US blacklists 11 Chinese companies for mistreatment of Uighurs

Blacklisted firms cannot buy components from US companies sans approval of US govt

US China Xinjiang Sanctions [File] Neighborhood residents chat near the entrance to an OFILM factory in Nanchang in eastern China's Jiangxi province. The company is one of 11 that the US government has imposed trade sanctions on and says are implicated in human rights abuses in China's Muslim northwestern region of Xinjiang | AP

The US on July 11 imposed sanctions on high-ranking Chinese officials for mistreatment of Uighur Muslims and thus violating human rights. The US Commerce Department on Monday blacklisted 11 Chinese companies for treatment of the Uighurs in Xinjiang by the government.

The companies added to the blacklist include Nanchang O-Film Tech, a supplier for Apple's iPhone, which hosted Apple chief executive Tim Cook in December 2017, according to O-Film's website. It is also a supplier to Amazon.com and Microsoft, according to an April congressional letter. Other companies in the list include KTK Group, which produces more than 2,000 products used to build high-speed trains, from electronics to seats; and Tanyuan Technology, which assembles high thermal conductive graphite reinforced aluminium composites.

Also on the blacklist is Hetian Haolin Hair Accessories, whose products the US Customs and Border Protection halted from May 1 onwards, citing use of forced labour. Senator Marco Rubio said the list also includes two subsidiaries of Beijing Genomics Institute, a genomics company with ties to the Chinese government. Rubio further said, the blacklist will ensure “that the US technology does not aid the Chinese Communist Party's crimes against humanity and egregious human rights abuses against Uyghurs and other minorities in Xinjiang, including the forced collection of DNA”.

As per the department, these companies were using forced labour by Uighurs and other Muslim minority groups. They include numerous textile companies and two firms that are said to be conducting genetic analyses used to further the repression of Uighurs and other Muslim minorities, a Reuters report read.

-----

> COMPLETE THE FOLLOWING
1. In the article on the blacklisted Chinese companies, when did Nanchang O-Film Tech host Apple chief executive Tim Cook?
2. Decide whether each statement agrees with the article on the blacklisted Chinese companies, and back each yes or no with the deciding words from the article. (a) KTK Group produces more than 2,000 products used to build high-speed trains. (b) US Customs and Border Protection halted products from Hetian Haolin Hair Accessories starting June 1. (c) Senator Marco Rubio said the list includes three subsidiaries of Beijing Genomics Institute.
3. Continue the article on the blacklisted Chinese companies, picking up after its final sentence.
The lines that come next have no connection to the article on the blacklisted Chinese companies.

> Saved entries
-----

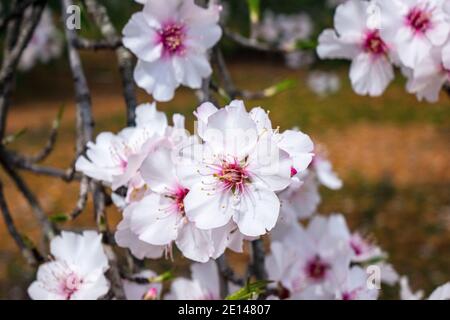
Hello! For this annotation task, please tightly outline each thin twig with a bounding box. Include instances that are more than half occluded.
[0,181,44,266]
[83,0,137,126]
[0,148,56,240]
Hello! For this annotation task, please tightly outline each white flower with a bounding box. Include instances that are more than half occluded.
[19,9,63,71]
[268,215,351,299]
[178,101,300,236]
[336,266,379,300]
[122,270,162,300]
[114,208,166,260]
[275,172,321,222]
[28,231,109,300]
[376,0,450,68]
[75,104,178,192]
[164,261,221,300]
[123,0,222,101]
[317,0,394,96]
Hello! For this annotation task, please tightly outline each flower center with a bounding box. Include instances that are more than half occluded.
[62,272,83,300]
[363,30,388,56]
[306,256,330,280]
[174,187,189,214]
[406,7,431,33]
[217,162,249,192]
[158,23,186,56]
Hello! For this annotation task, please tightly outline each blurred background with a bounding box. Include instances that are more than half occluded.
[0,0,450,299]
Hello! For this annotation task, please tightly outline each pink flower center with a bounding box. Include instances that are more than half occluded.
[291,167,298,177]
[174,186,189,214]
[62,273,83,300]
[306,256,330,280]
[363,30,388,56]
[158,23,186,56]
[406,7,431,33]
[217,162,249,192]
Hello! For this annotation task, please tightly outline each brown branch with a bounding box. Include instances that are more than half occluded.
[0,148,56,240]
[83,0,137,126]
[91,181,125,300]
[73,36,122,51]
[250,239,267,280]
[0,0,46,138]
[0,181,44,266]
[222,26,296,54]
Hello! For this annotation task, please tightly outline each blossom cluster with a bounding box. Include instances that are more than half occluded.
[317,0,450,102]
[76,100,312,262]
[123,0,222,101]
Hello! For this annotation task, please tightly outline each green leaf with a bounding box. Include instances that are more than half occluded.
[225,280,271,300]
[247,0,261,24]
[2,128,27,146]
[148,271,173,283]
[264,79,297,98]
[49,213,70,223]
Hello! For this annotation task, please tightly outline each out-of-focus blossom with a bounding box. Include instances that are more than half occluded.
[123,0,222,101]
[317,0,394,96]
[307,71,341,97]
[28,231,109,300]
[164,261,222,300]
[122,270,162,300]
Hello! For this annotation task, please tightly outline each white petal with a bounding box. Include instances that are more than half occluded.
[233,188,280,237]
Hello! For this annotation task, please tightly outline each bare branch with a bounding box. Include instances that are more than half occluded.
[250,239,267,280]
[222,26,296,54]
[91,181,125,300]
[74,36,122,51]
[0,181,44,266]
[83,0,137,126]
[0,148,56,240]
[0,0,46,138]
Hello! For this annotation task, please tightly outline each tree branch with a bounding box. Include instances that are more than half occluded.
[83,0,137,126]
[0,181,44,266]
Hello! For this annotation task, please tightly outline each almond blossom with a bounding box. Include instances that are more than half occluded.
[375,0,450,68]
[122,270,162,300]
[28,231,109,300]
[123,0,222,101]
[177,101,312,237]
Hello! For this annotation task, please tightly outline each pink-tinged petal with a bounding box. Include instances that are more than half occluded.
[134,59,180,101]
[233,187,280,237]
[395,27,432,68]
[175,221,214,262]
[114,211,166,259]
[191,260,220,297]
[142,0,182,28]
[350,54,394,96]
[442,41,450,70]
[125,194,182,245]
[184,178,233,230]
[139,144,177,193]
[203,102,258,158]
[247,135,293,191]
[136,103,168,136]
[123,12,163,62]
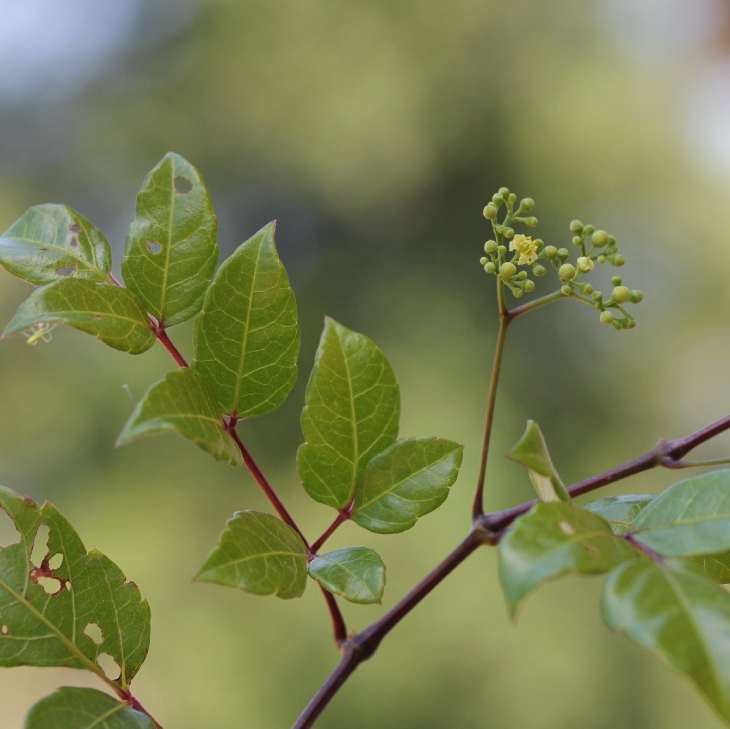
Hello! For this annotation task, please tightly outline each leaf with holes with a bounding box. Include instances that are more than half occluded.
[0,205,112,286]
[3,279,155,354]
[122,153,218,326]
[195,511,307,600]
[351,437,464,534]
[602,559,730,721]
[297,318,400,509]
[23,686,155,729]
[309,547,385,604]
[498,502,639,617]
[630,469,730,557]
[507,420,570,501]
[583,494,656,537]
[117,367,243,466]
[0,486,150,690]
[193,223,299,418]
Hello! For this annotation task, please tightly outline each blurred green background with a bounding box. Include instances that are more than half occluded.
[0,0,730,729]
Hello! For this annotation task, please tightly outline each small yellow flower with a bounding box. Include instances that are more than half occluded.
[509,233,537,266]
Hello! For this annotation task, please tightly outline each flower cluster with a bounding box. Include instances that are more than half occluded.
[479,187,643,329]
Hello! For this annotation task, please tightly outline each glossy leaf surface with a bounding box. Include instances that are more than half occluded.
[352,437,464,534]
[603,559,730,721]
[507,420,570,501]
[583,494,656,536]
[631,470,730,557]
[0,487,150,689]
[309,547,385,604]
[195,511,307,600]
[0,205,112,286]
[23,687,155,729]
[193,223,299,418]
[122,153,218,326]
[297,318,400,509]
[498,502,638,616]
[117,367,243,466]
[3,279,155,354]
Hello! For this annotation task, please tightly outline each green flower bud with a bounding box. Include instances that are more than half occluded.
[592,230,608,248]
[611,286,631,304]
[558,263,575,281]
[570,220,583,233]
[520,197,535,213]
[499,262,517,280]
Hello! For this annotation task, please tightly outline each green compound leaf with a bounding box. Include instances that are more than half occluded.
[583,494,656,537]
[507,420,570,501]
[122,152,218,326]
[602,559,730,721]
[23,687,155,729]
[195,511,307,600]
[3,279,155,354]
[0,486,150,690]
[297,318,400,509]
[309,547,385,604]
[630,469,730,557]
[351,437,464,534]
[117,367,243,466]
[0,205,112,286]
[498,502,638,617]
[193,223,299,418]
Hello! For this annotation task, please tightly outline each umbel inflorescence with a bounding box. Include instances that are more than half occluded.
[479,187,643,329]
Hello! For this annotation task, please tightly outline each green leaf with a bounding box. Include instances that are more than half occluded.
[351,437,464,534]
[117,367,243,466]
[309,547,385,604]
[297,318,400,509]
[507,420,570,501]
[195,511,307,600]
[23,687,155,729]
[122,152,218,326]
[0,205,112,286]
[193,223,299,418]
[630,469,730,557]
[0,486,150,690]
[3,279,155,354]
[498,502,638,617]
[583,494,655,537]
[602,559,730,721]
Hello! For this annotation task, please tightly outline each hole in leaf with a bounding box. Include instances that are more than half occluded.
[558,519,576,537]
[96,653,122,681]
[30,524,51,567]
[174,175,193,195]
[0,509,20,549]
[34,575,66,595]
[56,263,76,278]
[84,623,104,644]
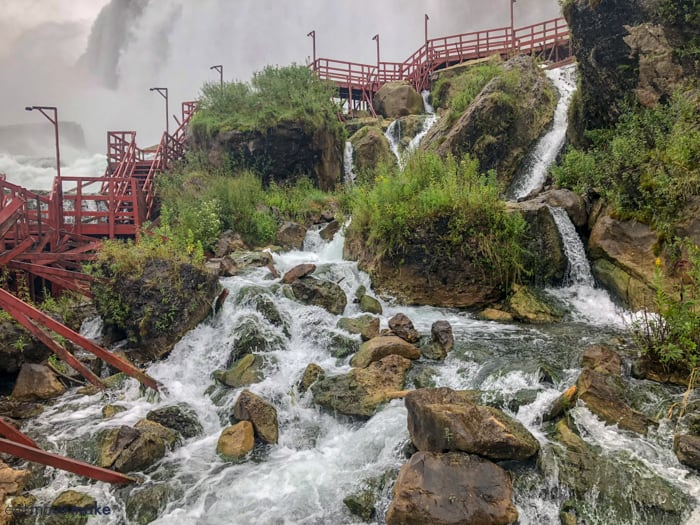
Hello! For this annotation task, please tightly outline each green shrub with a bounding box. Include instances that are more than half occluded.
[350,153,527,283]
[631,241,700,372]
[553,93,700,233]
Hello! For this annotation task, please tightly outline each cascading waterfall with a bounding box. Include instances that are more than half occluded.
[343,140,357,185]
[508,65,576,200]
[17,225,700,525]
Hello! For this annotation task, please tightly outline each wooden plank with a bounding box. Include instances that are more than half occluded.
[0,438,138,485]
[0,417,39,448]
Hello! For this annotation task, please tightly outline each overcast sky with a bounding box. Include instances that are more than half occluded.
[0,0,559,149]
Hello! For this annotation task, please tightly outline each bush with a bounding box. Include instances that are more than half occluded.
[350,153,527,283]
[631,242,700,372]
[553,93,700,234]
[191,65,344,142]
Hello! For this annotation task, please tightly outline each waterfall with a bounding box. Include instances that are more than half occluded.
[548,206,595,287]
[343,140,357,185]
[508,65,576,200]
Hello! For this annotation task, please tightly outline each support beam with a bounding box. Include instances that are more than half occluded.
[0,438,138,485]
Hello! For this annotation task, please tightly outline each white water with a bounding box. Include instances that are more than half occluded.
[21,231,700,525]
[509,65,576,200]
[343,140,357,185]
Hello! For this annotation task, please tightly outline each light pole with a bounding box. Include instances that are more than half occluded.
[149,88,170,168]
[509,0,515,53]
[209,64,224,90]
[306,29,316,71]
[24,106,63,205]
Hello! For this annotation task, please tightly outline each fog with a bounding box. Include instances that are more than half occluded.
[0,0,559,158]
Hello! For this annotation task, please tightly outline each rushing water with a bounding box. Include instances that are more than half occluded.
[21,224,700,525]
[508,65,576,200]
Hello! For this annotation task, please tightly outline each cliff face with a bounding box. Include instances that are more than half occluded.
[563,0,700,145]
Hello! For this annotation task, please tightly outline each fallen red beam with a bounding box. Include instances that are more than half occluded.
[0,417,39,448]
[0,289,158,391]
[0,438,138,484]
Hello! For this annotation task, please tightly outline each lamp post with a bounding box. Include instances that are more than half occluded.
[149,88,170,168]
[209,64,224,90]
[24,106,63,203]
[509,0,515,53]
[306,29,316,71]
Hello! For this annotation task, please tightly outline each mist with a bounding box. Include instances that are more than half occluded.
[0,0,560,160]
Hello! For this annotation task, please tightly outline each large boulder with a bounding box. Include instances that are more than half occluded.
[191,120,343,191]
[405,388,539,461]
[350,126,396,175]
[12,363,66,401]
[311,354,411,418]
[231,390,279,445]
[216,421,255,460]
[350,335,420,368]
[373,80,424,119]
[576,368,654,435]
[91,258,220,360]
[98,426,166,472]
[432,56,556,186]
[291,275,348,315]
[146,403,202,439]
[386,452,518,525]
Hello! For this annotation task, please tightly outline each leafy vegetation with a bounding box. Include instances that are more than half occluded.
[350,153,527,283]
[631,241,700,372]
[191,65,344,142]
[553,92,700,238]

-----

> ANSWER LIST
1. It hosted Tim Cook in December 2017.

2.
(a) Yes: "which produces more than 2,000 products used to build high-speed trains"
(b) No: "halted from May 1 onwards"
(c) No: "two subsidiaries of Beijing Genomics Institute"

3.
Blacklisted firms cannot buy components from US companies without the approval of the US government.

Relations between the US and China have been tense ever since both nations have been involved in a trade war in 2018. This escalated when the coronavirus pandemic broke out in December of 2019. President Trump, along with leaders of other western nations have accused China over a lack of transparency about the origins of the virus. Washington had been pushing for the US government to take a strong stance against China in this regard

The passage of a security law on Hong Kong that undermines its special status has also embittered the attitude of US citizens against China, as per polls. 

 The Chinese Embassy in Washington declined to comment on the move of blacklisting these companies. The two nations are also in a standoff over China’s military standoff with India and China’s attempt to claim an area in the South China Sea.

The US, earlier this month had deployed two warships to conduct military exercises to promote a “free and open Indo-Pacific.” China asked the US to stay out of the matter as it wasn’t a country directly involved in the disputes. 

In May the Chinese foreign ministry said, the United States “overstretched the concept of national security, abused export control measures, violated the basic norms governing international relations, interfered in China's internal affairs”.